**WRITTEN REQUEST:**
According to the ticket about interface errors on cr1-eqiad, in what status did Zayo report the BGP session was stuck?

Page MenuHomePhabricator

Interface errors on cr1-eqiad:xe-3/3/1
Closed, ResolvedPublic

Description

See https://librenms.wikimedia.org/graphs/id=11623/type=port_errors/
https://wikitech.wikimedia.org/wiki/Network_monitoring#Inbound/outbound_interface_errors

Optic most likely needs to be replaced, please sync up with me so I can drain the traffic beforehand.

Event Timeline

ayounsi triaged this task as Medium priority.Jan 2 2019, 4:38 PM
ayounsi created this task.

Mentioned in SAL (#wikimedia-operations) [2019-01-07T18:05:17Z] <XioNoX> deactivate bgp sessions to Zayo on T212791

Mentioned in SAL (#wikimedia-operations) [2019-01-07T18:18:40Z] <XioNoX> activate bgp sessions to Zayo on cr1-eqiad - T212791

Replaced the optics @ayounsi please resolve once confirmed all is well.

Mentioned in SAL (#wikimedia-operations) [2019-01-07T18:51:51Z] <XioNoX> re-deactivate bgp sessions to Zayo on cr1-eqiad - T212791

After the initial optics swap, the link was still not working.

I proceeded to swap the optics again (no change)
I replaced the patch cable again (no change)
replaced the optics one more time for good measure (no change)

@ayounsi does get a link locally but cannot ping the other side.

Reply from Zayo:

The latest update is from 1/8/2018 10:53 AM CST :
Good morning, yes we do have good connectivity as our interface is with good light statistics. The BGP session is stuck in "connect" status. I bounced the BGP session and cleared damping on the session as well and found no improvements. Our logs do indicate that the session went down at 18:17 UTC due to low light received from you. Our documentation indicates that we connect to you via an Equinix cross connect at 21715 Filigree court in Ashburn VA. Please enage your cross connect provider to check/clean their connections and report their findings to us.

Email sent to Equinix to verify the X-connect.

**MATERIAL:**
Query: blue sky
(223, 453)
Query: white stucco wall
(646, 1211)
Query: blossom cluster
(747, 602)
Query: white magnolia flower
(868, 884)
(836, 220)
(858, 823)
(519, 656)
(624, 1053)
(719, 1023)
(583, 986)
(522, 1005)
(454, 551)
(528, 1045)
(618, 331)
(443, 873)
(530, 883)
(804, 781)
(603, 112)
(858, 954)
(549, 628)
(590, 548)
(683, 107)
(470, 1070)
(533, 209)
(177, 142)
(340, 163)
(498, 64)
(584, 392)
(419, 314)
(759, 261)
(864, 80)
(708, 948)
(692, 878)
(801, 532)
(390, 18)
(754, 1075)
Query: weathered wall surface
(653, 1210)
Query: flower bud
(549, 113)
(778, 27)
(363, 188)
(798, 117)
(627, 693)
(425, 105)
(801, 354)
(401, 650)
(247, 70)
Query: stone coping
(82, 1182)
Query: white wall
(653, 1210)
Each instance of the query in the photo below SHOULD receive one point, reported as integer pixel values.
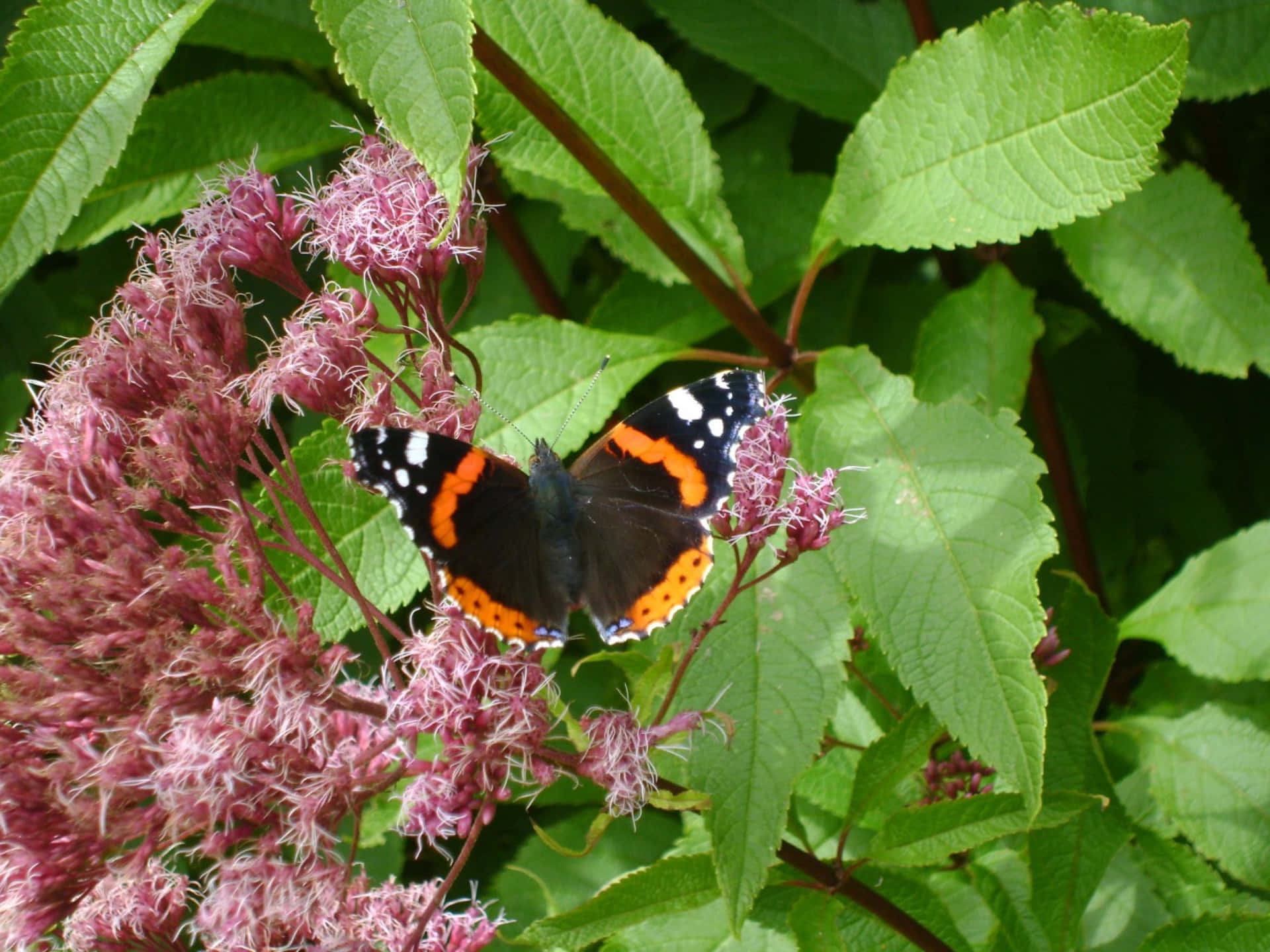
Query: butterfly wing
(647, 493)
(473, 514)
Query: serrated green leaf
(635, 108)
(1208, 774)
(226, 120)
(1067, 862)
(892, 758)
(777, 666)
(75, 77)
(1003, 881)
(272, 30)
(702, 930)
(828, 56)
(958, 150)
(945, 565)
(1213, 615)
(977, 343)
(538, 368)
(385, 563)
(668, 887)
(1228, 55)
(1235, 933)
(926, 836)
(412, 61)
(1206, 302)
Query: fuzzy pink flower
(618, 758)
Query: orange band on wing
(506, 622)
(680, 465)
(456, 484)
(668, 596)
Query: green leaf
(75, 77)
(702, 930)
(385, 563)
(412, 61)
(1206, 302)
(1208, 774)
(1003, 880)
(1228, 55)
(828, 56)
(538, 368)
(777, 663)
(892, 758)
(272, 30)
(668, 887)
(1067, 862)
(977, 343)
(226, 120)
(945, 565)
(925, 836)
(1236, 933)
(958, 150)
(633, 106)
(1213, 615)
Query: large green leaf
(634, 107)
(538, 368)
(412, 61)
(1213, 616)
(228, 120)
(1230, 56)
(385, 563)
(828, 56)
(991, 134)
(977, 343)
(1067, 862)
(1206, 302)
(945, 565)
(74, 80)
(777, 666)
(673, 885)
(1208, 771)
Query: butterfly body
(622, 532)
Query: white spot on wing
(686, 405)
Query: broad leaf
(672, 885)
(538, 368)
(385, 563)
(777, 666)
(945, 565)
(75, 77)
(828, 56)
(1213, 615)
(633, 106)
(232, 118)
(1206, 302)
(412, 61)
(1208, 774)
(977, 343)
(1228, 54)
(959, 150)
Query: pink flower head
(241, 223)
(382, 218)
(385, 917)
(618, 758)
(762, 459)
(319, 361)
(130, 909)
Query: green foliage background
(1048, 207)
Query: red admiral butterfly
(624, 531)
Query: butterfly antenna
(586, 394)
(493, 411)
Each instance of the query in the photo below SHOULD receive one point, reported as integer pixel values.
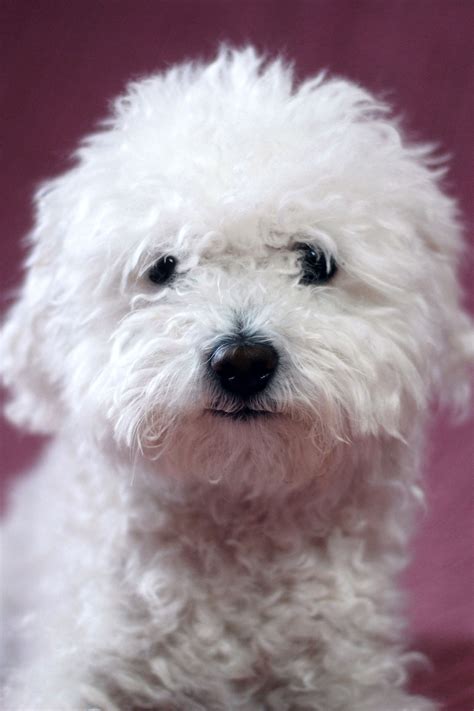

**SOLVED EXERCISE:**
The BGP session was stuck in "connect" status.